FRAGMENT TEKSTU >>
"""

Wpis z mikrobloga

Ech, Mircy, szkoda gadać, szkoda strzępić ryja...
Tak, jak wczoraj, to jeszcze nie byłem #!$%@?.
Siedzę w tramwaju, droga powrotna z pracy. Siedzę, bo mam chore kolano, które lubi sobie od czasu boleć. Wtarabaniają się do środka dwie kobiety z wózkiem - najwyraźniej matka i babcia. Obie rześkie, ruchliwe, babcia najwyżej piąty krzyżyk. Skąd ja to wiem, że zaraz będzie inba... Wózek dostawiają do mnie, jak najbliżej, przy okazji jeb, jeb, jeb, trzy razy dostałem torebką, niby przez przypadek. Nic to, słowem się nie odezwałem, one o miejsce nie proszą, więc czytam sobie spokojnie książkę i staram się nie zwracać na nic uwagi. Ale nie mogło być spokoju, o nie. Zaczyna się gadanie. Coś tam pod nosem zaczynają burczeć, babcia w końcu wyraźnie, tak żebym usłyszał:
- No tak, młodzi mężczyźni sobie siedzą, a matka z dzieckiem musi stać.
#!$%@? mnie jasny strzelił na miejscu. Głupia prukwa nie zapyta, czy mógłbym ustąpić miejsca. Nie poprosi, tylko wyskakuje z jakimś #!$%@? tekstem. Schowałem książkę, wstałem, mówię do baby:
- Tak się składa, że młodzi mężczyźni siedzą, bo mają chore kolano!
- Ale pan nie ma na czole wypisane...
- To może wypadałoby zapytać, a nie głupimi komentarzami rzucać?
- Ja nic nie rzucam!
- Nie, samo się rzuciło.
Skończyła mi się ochota na dalszą dyskusję, więc odkuśtykałem sobie na początek wagonu. Jakaś uprzejma pani chciała mnie wpuścić na swoje miejsce, ale grzecznie odmówiłem, bo raz, że za bardzo już byłem #!$%@?, a dwa, że i tak na następnym wysiadałem.

"""

WYCIĄG Z DANYCH >>
"""

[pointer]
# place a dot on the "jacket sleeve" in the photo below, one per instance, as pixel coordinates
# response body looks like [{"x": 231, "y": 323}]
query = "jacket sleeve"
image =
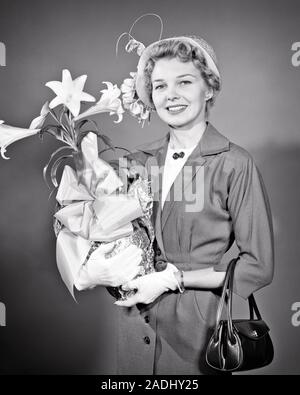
[{"x": 250, "y": 212}]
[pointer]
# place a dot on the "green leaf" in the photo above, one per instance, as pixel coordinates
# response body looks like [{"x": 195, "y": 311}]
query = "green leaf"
[{"x": 55, "y": 167}]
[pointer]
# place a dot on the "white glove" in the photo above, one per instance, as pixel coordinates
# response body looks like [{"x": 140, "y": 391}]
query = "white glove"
[
  {"x": 110, "y": 272},
  {"x": 150, "y": 286}
]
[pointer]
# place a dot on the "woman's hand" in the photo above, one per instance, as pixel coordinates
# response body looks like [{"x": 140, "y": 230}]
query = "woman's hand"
[
  {"x": 150, "y": 286},
  {"x": 110, "y": 272}
]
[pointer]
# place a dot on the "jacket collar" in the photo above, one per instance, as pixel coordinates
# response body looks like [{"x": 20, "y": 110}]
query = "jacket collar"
[{"x": 212, "y": 142}]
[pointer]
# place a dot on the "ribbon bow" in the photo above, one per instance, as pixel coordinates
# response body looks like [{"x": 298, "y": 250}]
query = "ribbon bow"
[{"x": 93, "y": 208}]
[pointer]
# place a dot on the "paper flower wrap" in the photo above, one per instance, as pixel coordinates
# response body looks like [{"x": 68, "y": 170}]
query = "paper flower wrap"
[{"x": 95, "y": 208}]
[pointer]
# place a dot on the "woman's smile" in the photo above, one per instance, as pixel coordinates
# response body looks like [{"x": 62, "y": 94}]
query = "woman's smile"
[
  {"x": 179, "y": 93},
  {"x": 176, "y": 108}
]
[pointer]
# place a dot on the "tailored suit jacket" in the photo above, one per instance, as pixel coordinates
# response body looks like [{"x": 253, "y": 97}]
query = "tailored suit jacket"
[{"x": 219, "y": 197}]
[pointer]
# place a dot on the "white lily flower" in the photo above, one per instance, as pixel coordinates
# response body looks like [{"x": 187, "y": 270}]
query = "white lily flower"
[
  {"x": 69, "y": 92},
  {"x": 10, "y": 134},
  {"x": 39, "y": 121},
  {"x": 109, "y": 102}
]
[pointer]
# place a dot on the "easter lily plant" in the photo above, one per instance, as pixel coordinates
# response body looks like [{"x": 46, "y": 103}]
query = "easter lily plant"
[{"x": 67, "y": 124}]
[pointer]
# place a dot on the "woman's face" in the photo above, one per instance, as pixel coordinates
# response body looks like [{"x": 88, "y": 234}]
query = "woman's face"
[{"x": 179, "y": 93}]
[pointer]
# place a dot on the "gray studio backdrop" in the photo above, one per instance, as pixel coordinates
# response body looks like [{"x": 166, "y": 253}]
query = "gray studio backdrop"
[{"x": 46, "y": 331}]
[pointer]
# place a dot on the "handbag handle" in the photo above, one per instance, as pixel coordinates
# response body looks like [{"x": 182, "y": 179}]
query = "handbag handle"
[{"x": 228, "y": 290}]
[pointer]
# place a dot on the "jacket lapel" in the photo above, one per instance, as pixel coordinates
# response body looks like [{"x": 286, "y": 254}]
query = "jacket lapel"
[{"x": 211, "y": 143}]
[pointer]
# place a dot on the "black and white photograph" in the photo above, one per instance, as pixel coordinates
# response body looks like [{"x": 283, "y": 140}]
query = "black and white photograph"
[{"x": 149, "y": 165}]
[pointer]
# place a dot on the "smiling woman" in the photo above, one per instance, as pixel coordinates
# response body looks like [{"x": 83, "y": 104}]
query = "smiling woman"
[{"x": 165, "y": 326}]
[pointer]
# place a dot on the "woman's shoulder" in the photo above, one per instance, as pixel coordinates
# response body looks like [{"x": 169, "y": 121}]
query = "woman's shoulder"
[{"x": 238, "y": 158}]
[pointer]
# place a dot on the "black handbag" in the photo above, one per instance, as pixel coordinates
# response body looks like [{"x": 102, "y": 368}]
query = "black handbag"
[{"x": 238, "y": 345}]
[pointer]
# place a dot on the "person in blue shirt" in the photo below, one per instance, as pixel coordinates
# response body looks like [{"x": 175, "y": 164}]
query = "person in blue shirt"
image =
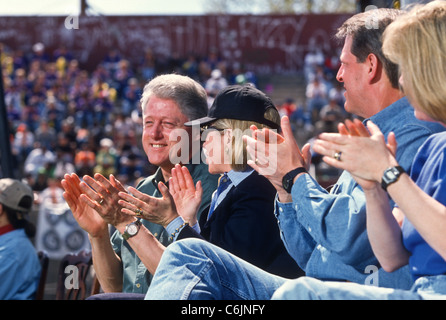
[
  {"x": 19, "y": 264},
  {"x": 325, "y": 232},
  {"x": 417, "y": 42}
]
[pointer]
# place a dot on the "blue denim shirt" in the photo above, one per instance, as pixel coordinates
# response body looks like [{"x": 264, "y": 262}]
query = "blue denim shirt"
[
  {"x": 332, "y": 242},
  {"x": 19, "y": 267},
  {"x": 136, "y": 277}
]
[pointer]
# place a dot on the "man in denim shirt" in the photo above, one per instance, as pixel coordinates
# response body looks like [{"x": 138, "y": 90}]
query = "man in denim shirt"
[{"x": 324, "y": 232}]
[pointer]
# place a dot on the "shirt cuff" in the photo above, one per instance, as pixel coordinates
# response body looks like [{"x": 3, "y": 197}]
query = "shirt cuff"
[
  {"x": 282, "y": 207},
  {"x": 174, "y": 225}
]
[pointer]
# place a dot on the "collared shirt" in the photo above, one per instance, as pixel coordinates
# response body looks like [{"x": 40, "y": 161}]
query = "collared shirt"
[
  {"x": 136, "y": 278},
  {"x": 235, "y": 177},
  {"x": 19, "y": 267},
  {"x": 326, "y": 232}
]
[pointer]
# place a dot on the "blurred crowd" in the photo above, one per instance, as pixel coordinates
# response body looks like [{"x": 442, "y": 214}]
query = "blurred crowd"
[{"x": 64, "y": 118}]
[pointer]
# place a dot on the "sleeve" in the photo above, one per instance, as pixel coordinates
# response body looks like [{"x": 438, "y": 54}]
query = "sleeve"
[
  {"x": 181, "y": 231},
  {"x": 335, "y": 220},
  {"x": 296, "y": 239},
  {"x": 250, "y": 229}
]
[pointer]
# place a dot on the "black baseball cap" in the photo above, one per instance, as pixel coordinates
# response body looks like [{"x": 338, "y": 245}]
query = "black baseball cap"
[{"x": 239, "y": 102}]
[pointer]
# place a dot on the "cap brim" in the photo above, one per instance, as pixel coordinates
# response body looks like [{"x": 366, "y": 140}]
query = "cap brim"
[{"x": 201, "y": 122}]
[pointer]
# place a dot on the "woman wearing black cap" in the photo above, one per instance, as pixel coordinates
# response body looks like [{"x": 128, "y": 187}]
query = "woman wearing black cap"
[
  {"x": 241, "y": 216},
  {"x": 19, "y": 264}
]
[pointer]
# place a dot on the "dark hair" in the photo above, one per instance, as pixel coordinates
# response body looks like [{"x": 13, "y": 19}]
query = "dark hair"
[
  {"x": 17, "y": 218},
  {"x": 366, "y": 30}
]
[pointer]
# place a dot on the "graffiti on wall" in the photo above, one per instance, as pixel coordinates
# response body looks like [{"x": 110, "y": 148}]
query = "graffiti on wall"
[{"x": 270, "y": 43}]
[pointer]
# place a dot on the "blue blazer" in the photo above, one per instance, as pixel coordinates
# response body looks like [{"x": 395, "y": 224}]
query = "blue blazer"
[{"x": 245, "y": 225}]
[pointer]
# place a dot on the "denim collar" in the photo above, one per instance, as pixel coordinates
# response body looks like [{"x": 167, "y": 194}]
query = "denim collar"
[{"x": 397, "y": 111}]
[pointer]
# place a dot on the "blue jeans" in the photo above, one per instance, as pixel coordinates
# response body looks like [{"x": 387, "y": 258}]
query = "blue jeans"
[
  {"x": 305, "y": 288},
  {"x": 197, "y": 270}
]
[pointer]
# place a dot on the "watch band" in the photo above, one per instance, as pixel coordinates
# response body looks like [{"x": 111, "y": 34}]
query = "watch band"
[
  {"x": 127, "y": 235},
  {"x": 287, "y": 180},
  {"x": 391, "y": 175}
]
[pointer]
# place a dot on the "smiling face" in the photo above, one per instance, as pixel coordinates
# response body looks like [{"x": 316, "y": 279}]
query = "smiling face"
[
  {"x": 160, "y": 118},
  {"x": 352, "y": 73}
]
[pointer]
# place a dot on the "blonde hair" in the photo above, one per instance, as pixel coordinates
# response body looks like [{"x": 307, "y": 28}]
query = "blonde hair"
[
  {"x": 417, "y": 42},
  {"x": 239, "y": 161}
]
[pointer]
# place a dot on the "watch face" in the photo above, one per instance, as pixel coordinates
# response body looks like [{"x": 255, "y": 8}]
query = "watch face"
[
  {"x": 390, "y": 175},
  {"x": 132, "y": 229},
  {"x": 286, "y": 184}
]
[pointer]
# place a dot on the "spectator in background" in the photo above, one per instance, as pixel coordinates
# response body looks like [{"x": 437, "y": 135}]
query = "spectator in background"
[
  {"x": 19, "y": 264},
  {"x": 106, "y": 161},
  {"x": 214, "y": 85},
  {"x": 132, "y": 95},
  {"x": 316, "y": 93}
]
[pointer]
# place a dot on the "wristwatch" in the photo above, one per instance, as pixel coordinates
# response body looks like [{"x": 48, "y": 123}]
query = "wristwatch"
[
  {"x": 288, "y": 179},
  {"x": 131, "y": 229},
  {"x": 391, "y": 175}
]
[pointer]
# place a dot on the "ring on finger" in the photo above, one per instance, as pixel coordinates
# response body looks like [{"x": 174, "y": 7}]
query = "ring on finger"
[{"x": 337, "y": 156}]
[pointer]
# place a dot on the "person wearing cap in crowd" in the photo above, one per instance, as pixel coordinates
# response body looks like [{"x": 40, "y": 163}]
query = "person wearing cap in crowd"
[
  {"x": 126, "y": 263},
  {"x": 241, "y": 217},
  {"x": 324, "y": 231},
  {"x": 19, "y": 264}
]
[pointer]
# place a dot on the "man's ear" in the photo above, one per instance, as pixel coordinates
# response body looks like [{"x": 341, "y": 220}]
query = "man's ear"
[{"x": 375, "y": 68}]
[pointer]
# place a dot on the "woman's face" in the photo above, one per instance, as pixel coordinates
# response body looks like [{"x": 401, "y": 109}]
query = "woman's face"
[
  {"x": 419, "y": 113},
  {"x": 217, "y": 147}
]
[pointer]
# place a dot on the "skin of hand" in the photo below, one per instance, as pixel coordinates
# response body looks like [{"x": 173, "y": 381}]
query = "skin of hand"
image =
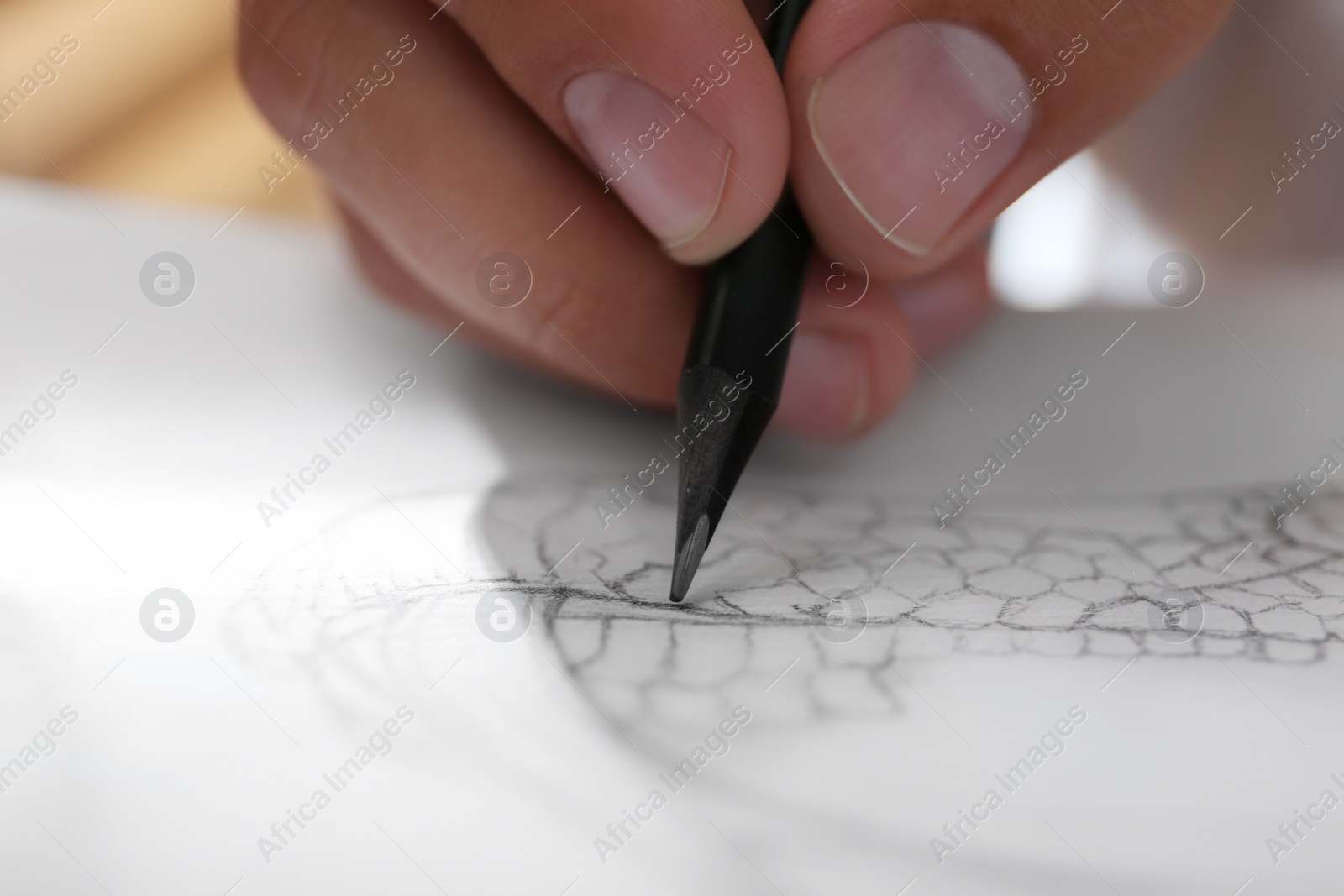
[{"x": 602, "y": 149}]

"""

DO WYKONANIA >>
A. Powtórz dosłownie fragment wpisu: wszystko od „- Ja nic nie” w dół aż do „na następnym wysiadałem.”.
B. Wypisz z wpisu wszystkie wypowiedzi autora przytoczone w dialogu w tramwaju.
C. Z jakiego powodu autor wpisu siedzi w tramwaju?

ODPOWIEDZI DO ZADAŃ >>
A.
- Ja nic nie rzucam!
- Nie, samo się rzuciło.
Skończyła mi się ochota na dalszą dyskusję, więc odkuśtykałem sobie na początek wagonu. Jakaś uprzejma pani chciała mnie wpuścić na swoje miejsce, ale grzecznie odmówiłem, bo raz, że za bardzo już byłem #!$%@?, a dwa, że i tak na następnym wysiadałem.

B.
- Tak się składa, że młodzi mężczyźni siedzą, bo mają chore kolano!
- To może wypadałoby zapytać, a nie głupimi komentarzami rzucać?
- Nie, samo się rzuciło.

C. Siedzi, bo ma chore kolano, które od czasu do czasu go boli.